* WORK TO BE COMPLETED *
Could you print only the lines from the one containing "Where can the dark green" through the end of the listing below, unchanged?

━━━━━ GIVEN RECORDS

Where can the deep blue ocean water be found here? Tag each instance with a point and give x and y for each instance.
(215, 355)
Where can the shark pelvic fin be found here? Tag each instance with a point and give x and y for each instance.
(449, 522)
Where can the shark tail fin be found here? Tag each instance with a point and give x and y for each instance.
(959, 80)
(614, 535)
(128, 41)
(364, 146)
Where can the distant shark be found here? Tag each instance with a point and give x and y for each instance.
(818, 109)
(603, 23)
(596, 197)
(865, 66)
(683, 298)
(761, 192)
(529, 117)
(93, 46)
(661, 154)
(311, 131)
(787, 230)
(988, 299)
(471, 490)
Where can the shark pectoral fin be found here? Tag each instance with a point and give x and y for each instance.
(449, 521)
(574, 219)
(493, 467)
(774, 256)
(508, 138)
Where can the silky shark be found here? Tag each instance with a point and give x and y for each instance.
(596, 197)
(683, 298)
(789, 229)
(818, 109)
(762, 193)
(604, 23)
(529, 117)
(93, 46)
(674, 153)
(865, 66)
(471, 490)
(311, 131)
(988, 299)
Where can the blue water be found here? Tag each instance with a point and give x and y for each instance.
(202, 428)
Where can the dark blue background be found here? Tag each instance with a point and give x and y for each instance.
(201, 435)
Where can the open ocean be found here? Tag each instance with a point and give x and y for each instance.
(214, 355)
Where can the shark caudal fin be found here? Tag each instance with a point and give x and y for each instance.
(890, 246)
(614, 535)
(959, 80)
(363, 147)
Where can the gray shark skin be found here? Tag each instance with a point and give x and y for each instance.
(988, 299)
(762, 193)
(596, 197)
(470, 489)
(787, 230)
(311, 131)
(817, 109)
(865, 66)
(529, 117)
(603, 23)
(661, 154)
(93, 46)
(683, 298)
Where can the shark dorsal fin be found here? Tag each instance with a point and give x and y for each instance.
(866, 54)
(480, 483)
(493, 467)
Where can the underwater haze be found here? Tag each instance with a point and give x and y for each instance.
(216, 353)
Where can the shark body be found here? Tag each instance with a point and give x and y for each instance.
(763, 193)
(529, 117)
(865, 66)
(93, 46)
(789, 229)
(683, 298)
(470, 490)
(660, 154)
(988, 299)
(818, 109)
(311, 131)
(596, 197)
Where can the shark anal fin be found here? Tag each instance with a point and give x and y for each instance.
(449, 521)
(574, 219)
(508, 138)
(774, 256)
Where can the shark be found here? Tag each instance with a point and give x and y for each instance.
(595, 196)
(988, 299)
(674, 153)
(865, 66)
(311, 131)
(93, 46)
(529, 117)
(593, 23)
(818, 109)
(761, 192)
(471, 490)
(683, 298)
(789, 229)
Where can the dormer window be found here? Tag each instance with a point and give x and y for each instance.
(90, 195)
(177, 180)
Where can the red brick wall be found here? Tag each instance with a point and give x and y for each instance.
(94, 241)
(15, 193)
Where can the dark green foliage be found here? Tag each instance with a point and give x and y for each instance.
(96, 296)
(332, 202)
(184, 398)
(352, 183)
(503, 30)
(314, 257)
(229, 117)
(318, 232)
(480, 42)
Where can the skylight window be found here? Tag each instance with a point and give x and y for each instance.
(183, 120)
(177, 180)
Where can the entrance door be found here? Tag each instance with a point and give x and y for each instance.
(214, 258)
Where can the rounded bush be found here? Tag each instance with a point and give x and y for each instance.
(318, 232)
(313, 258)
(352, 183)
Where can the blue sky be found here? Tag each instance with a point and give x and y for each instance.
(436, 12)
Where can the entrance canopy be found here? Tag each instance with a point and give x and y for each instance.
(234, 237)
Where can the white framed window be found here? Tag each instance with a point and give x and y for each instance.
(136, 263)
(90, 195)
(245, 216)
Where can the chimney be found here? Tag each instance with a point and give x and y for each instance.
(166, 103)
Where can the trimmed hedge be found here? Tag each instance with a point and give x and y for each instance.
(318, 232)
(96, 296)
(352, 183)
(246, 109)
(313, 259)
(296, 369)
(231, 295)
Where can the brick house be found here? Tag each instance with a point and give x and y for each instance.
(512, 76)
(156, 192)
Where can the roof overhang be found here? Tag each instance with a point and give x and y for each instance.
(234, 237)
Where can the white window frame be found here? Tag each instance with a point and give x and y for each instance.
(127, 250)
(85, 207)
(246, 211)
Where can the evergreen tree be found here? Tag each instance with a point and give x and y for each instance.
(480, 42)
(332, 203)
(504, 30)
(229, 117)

━━━━━━━━━━

* COMPLETED TASK *
Where can the dark green foliage be found here? Tag each instance with a point and give x and y for each instance.
(96, 296)
(332, 202)
(184, 398)
(352, 183)
(503, 30)
(314, 257)
(229, 117)
(318, 232)
(480, 42)
Where can the skylight window be found here? Tag each instance with a point and give x and y for each instance.
(183, 120)
(177, 180)
Where can the entrance door be found here? Tag each instance with a point and give x and y for each instance.
(214, 258)
Where can the rounded bush be found here? Tag each instance with a point and give x and y for each instance.
(318, 232)
(313, 258)
(352, 183)
Where can the blue sky be found here? Tag each instance with a point and give x and y for each instance.
(436, 12)
Where can the entrance canopy be found here? Tag each instance with a point and give x and y for each instance.
(234, 237)
Where can the white framed window be found here? Tag each instance with a point and give x and y for each instance.
(136, 263)
(90, 195)
(245, 216)
Where can the chimney be found here? Tag each instance with a point and give x and y for each instance.
(166, 103)
Where can the trimmed hedge be found here? Tag each instance with a point and give x and y for each instance.
(318, 232)
(96, 296)
(352, 183)
(246, 109)
(313, 259)
(296, 369)
(231, 295)
Where can the brick house be found here? Tag each instance with a point and give x and y for each instance.
(512, 76)
(156, 192)
Where can the roof overhang be found here? Tag each instance with a point and give x and y for each instance.
(234, 237)
Where can the white window frame be found here? Tag each instance with a point and give x and y for each instance.
(127, 250)
(85, 207)
(246, 211)
Where can the evergreen tree be found here? Tag each instance with a point and give x and y for each instance.
(480, 42)
(332, 203)
(504, 30)
(229, 117)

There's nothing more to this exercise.